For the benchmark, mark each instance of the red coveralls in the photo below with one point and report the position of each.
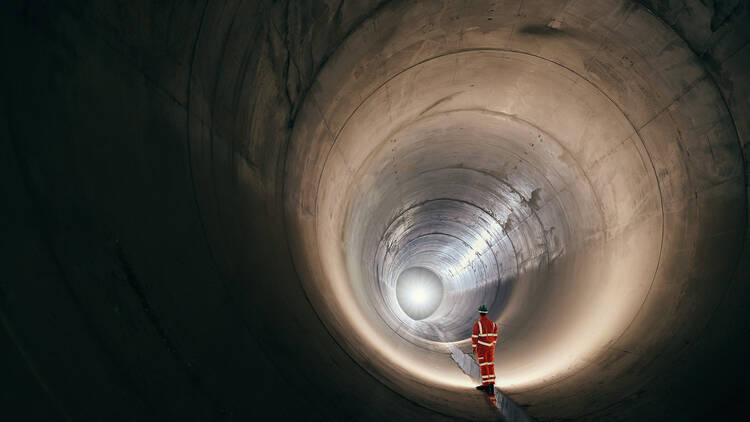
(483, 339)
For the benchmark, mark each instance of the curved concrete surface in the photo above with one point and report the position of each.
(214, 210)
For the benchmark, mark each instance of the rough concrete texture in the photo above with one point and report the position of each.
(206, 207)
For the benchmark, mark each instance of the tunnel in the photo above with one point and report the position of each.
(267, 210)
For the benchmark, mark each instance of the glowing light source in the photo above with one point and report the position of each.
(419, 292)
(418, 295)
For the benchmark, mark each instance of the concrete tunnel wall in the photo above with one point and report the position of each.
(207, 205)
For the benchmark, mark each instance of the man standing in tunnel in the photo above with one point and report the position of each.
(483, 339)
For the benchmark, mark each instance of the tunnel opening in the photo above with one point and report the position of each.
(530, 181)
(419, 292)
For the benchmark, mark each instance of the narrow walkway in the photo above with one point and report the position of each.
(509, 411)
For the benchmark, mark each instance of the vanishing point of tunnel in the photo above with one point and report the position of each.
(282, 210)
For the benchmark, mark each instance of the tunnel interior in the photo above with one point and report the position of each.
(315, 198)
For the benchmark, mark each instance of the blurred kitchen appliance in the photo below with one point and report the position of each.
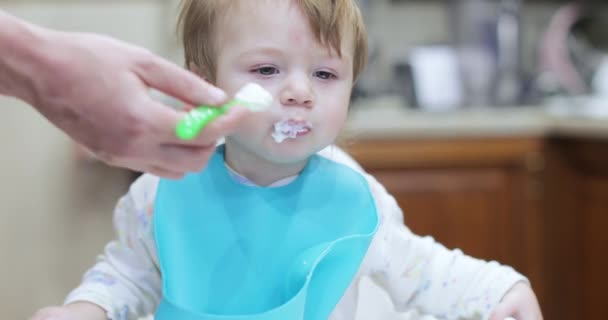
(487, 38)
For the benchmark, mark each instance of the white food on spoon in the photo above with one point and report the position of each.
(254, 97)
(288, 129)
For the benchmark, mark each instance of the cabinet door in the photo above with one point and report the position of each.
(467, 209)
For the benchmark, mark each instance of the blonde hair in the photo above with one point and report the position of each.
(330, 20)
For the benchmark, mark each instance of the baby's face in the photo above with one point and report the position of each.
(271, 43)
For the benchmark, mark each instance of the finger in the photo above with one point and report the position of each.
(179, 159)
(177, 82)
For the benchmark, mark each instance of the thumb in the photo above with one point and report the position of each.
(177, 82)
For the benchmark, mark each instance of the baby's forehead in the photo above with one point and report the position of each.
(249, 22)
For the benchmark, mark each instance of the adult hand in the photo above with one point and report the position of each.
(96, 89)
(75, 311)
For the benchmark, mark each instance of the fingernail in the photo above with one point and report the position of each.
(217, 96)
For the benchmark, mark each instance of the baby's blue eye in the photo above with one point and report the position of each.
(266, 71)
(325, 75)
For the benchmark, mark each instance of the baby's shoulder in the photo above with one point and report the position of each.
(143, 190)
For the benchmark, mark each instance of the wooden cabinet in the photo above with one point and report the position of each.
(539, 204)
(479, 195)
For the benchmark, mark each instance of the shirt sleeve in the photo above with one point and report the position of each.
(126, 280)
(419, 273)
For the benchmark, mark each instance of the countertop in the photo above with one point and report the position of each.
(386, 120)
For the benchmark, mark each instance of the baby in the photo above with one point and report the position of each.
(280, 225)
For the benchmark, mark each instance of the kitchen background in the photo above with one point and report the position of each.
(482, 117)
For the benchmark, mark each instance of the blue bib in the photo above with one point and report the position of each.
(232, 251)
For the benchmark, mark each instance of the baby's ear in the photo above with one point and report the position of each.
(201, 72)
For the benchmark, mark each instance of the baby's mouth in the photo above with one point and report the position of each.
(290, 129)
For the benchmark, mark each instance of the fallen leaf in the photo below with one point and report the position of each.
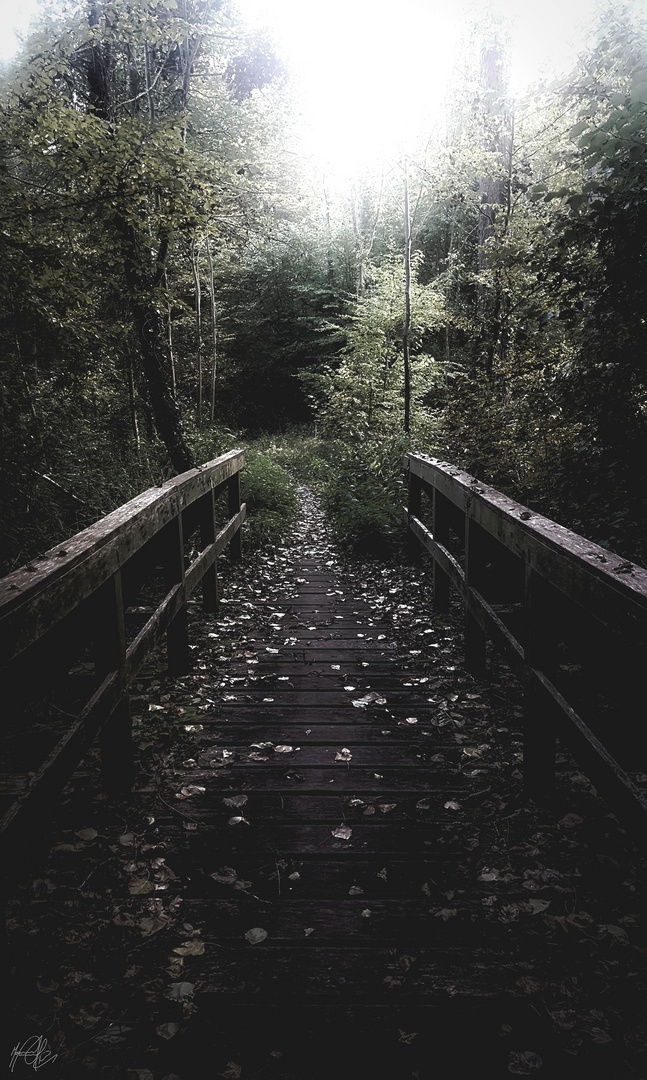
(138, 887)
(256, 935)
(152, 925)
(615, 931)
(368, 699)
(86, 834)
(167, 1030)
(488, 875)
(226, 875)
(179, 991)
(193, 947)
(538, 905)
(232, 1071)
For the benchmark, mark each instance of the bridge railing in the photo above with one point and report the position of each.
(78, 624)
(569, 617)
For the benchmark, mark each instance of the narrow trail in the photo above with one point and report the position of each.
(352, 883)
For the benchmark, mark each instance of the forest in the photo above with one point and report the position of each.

• • • • • • •

## Directions
Retype every one of the records above word for word, and leave the pictures out.

## Written response
For the benchmark, mark each instance of the red coveralls in the photo below with one point and report the position of each.
(483, 339)
For the benchmark, mark each instance of the curved concrete surface in the photo above with one point and report the position of each.
(214, 210)
For the benchmark, mark each instance of the rough concrete texture in the photo above with one point and report the position of each.
(206, 207)
For the benchmark, mark each instance of the tunnel in the photo above with one point and report the position of each.
(267, 210)
For the benchmark, mark each instance of the glowing light source in the photo above with one point and report the position of each.
(419, 292)
(418, 295)
For the benchmark, mark each instance of the concrete tunnel wall in the photo above with one point and report the position of each.
(207, 205)
For the benchmark, mark each instance of the man standing in tunnel in the photo above with one point and report the position of each.
(483, 339)
For the benchmark, mark each instance of the tunnel opening in the photo above with one point and report the position of each.
(530, 181)
(419, 292)
For the benchmark, mark each instance of the narrow walkway in the photo above with one point and report the position of each.
(509, 411)
For the benchmark, mark each instance of the vanishing point of tunnel in the photo above with one point and report the position of each.
(282, 210)
For the benchmark, mark each instance of the tunnel interior in the photo above with one point and report the position of each.
(315, 198)
For the benchmark, mark each instance of the blurred kitchen appliance in the photo below with one point and report the position of each.
(487, 38)
For the benchmark, mark each instance of the white food on spoon in the photo above with one point and report the position of each.
(254, 97)
(288, 129)
For the benchmark, mark each instance of the cabinet door in the photo above with one point and report the position of each.
(467, 209)
For the benchmark, mark each instance of the blonde hair in the photo above with one point and report the position of each.
(330, 20)
For the benchmark, mark each instance of the baby's face in the photo above with one point and report the position of each.
(271, 43)
For the benchmark, mark each instance of the finger in the photo above with one point and report the position of each.
(179, 159)
(177, 82)
For the benchmark, mark each instance of the thumb in the photo above with one point and report the position of each.
(177, 82)
For the benchmark, mark each instance of the baby's forehead in the photo above with one point and report the position of each.
(249, 22)
For the benchmark, mark each instance of the adult hand in the photo above with one point and report the position of each.
(96, 89)
(75, 311)
For the benchmark, mark each instance of the fingernail in the photo above with one point and report the position of each.
(217, 96)
For the benchmark, mark each instance of the baby's blue eye in the photo above with one point and report the position of each.
(266, 71)
(325, 75)
For the benchmark, mark each instance of the baby's shoulder in the photo above with one point and report the position of each.
(143, 190)
For the benchmark, mark each instance of the wooden cabinet in the photo above with one point and report the position of each.
(539, 204)
(479, 195)
For the benchmark, mark each instance of the shirt sleeve in the photo above with one point and report the position of each.
(126, 280)
(419, 273)
For the benchmark, mark each instance of the countertop in the photo above with one point and report the position of each.
(386, 120)
For the benchmark, mark each instance of the baby in the photo above with one point and report the position of each.
(280, 225)
For the benchmark, mark each instance of the kitchen background in the photo above with one point and report the position of each.
(482, 117)
For the benchmark, mark each instance of the blue bib in the photo above with one point and report the position of each.
(232, 251)
For the benchmark, mark each instance of the baby's ear in the photo above with one point and report the position of each.
(201, 72)
For the benchmark, mark each instance of the baby's mouth in the photo above with one point and report the position of each.
(290, 129)
For the benchmark, mark each instance of the fallen leaf in the photo below with one point and report the position of each.
(138, 887)
(256, 935)
(152, 925)
(615, 931)
(368, 699)
(86, 834)
(167, 1030)
(488, 875)
(226, 875)
(179, 991)
(193, 947)
(538, 905)
(232, 1071)
For the benchmark, mark each instance of the bridge railing in the photo above with one point and report the position of each.
(78, 624)
(569, 617)
For the benchmark, mark each instance of the narrow trail in the photo above with one point and report the position of each.
(352, 883)
For the benchmark, mark each instance of the forest in the photo above with one point and report the position of each.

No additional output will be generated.